╭─ SOURCE TEXT
Misterclamation Skyblue
As someone who's been through this exact situation, I want to warn you - don't just assume the insurance company is reporting correctly. My disability insurer reported my benefits as fully taxable for 3 years before I caught the error. Had to file amended returns for all three years. The definitive test: If YOU paid the premiums with after-tax money, the benefits are NOT taxable. If your EMPLOYER paid OR if you paid with pre-tax money (like through a section 125 cafeteria plan), then the benefits ARE taxable. Something else to try: Check your last pay stubs before you went on disability. If the disability premium was deducted AFTER taxes were calculated, that's evidence you paid with after-tax dollars.
0 coins
Peyton Clarke
ā¢Is there a way to tell from the w2 itself? My insurance company says they just report what the employer told them and can't change it without employer verification, but my employer is also out of business.
╰─
PROBLEMS TO WORK ON ->
**A.** In the disability benefits tax discussion, how many years did the insurer report the poster's benefits as fully taxable before the error was caught?
**B.** Write what comes next in the disability benefits tax discussion, starting after its final post.
╭─ RECORDS PROVIDED
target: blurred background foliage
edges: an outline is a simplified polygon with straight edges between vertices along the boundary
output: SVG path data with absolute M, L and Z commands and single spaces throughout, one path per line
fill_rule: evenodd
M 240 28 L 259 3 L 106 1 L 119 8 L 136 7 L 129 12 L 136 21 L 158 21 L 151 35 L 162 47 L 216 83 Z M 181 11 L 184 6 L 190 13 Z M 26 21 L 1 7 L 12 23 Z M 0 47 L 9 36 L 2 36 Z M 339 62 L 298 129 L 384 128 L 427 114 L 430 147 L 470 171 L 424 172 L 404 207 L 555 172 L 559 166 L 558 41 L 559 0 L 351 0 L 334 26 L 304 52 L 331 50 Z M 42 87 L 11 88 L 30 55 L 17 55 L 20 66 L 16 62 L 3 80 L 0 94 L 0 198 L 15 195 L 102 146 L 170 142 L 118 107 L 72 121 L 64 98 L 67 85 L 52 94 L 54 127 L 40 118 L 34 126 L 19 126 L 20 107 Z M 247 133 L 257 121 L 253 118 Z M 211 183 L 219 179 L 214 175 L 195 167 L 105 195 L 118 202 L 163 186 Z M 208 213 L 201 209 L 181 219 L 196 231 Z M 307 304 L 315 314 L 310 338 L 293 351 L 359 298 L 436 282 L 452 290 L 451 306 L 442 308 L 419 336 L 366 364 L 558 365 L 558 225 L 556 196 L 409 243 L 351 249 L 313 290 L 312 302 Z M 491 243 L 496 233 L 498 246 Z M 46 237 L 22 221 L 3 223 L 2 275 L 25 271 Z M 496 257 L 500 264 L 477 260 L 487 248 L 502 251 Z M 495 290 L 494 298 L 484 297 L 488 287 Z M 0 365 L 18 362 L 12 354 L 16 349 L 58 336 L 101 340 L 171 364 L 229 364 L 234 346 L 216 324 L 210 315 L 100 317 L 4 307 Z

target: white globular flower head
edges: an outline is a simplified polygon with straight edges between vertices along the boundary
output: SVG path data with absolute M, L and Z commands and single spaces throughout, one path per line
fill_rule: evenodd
╰─
RESPONSES TO THE TASKS ->
**A.** Three years.

**B.**
0 coins
Keisha Thompson
I'm dealing with a very similar situation and want to share what I learned after months of research. The key is understanding that the insurance company often defaults to reporting ALL disability benefits as taxable unless they have specific documentation proving otherwise. Since your employer is out of business, you'll need to build your case with whatever documentation you can gather. Here's what worked for me: 1. Request your Social Security earnings record (Form SSA-7050) - this shows your reported wages for each year and can help prove whether disability premiums reduced your taxable income or not. 2. If you have ANY old tax software files or tax prep documents, those sometimes contain more detailed breakdowns of deductions than the actual returns. 3. Contact your state's insurance commissioner - they can sometimes compel the insurance company to provide better documentation, especially if there's a pattern of incorrect reporting. The fact that you're getting "3rd Party Sick Pay" on your W-2 suggests the insurance company is treating it as taxable by default. But if you truly paid 100% with after-tax dollars, you have a strong case for getting this corrected. Don't give up - I recovered over $4,000 in overpaid taxes once I proved my case. The insurance company's past citations for incorrect reporting actually work in your favor if you need to escalate this to tax authorities.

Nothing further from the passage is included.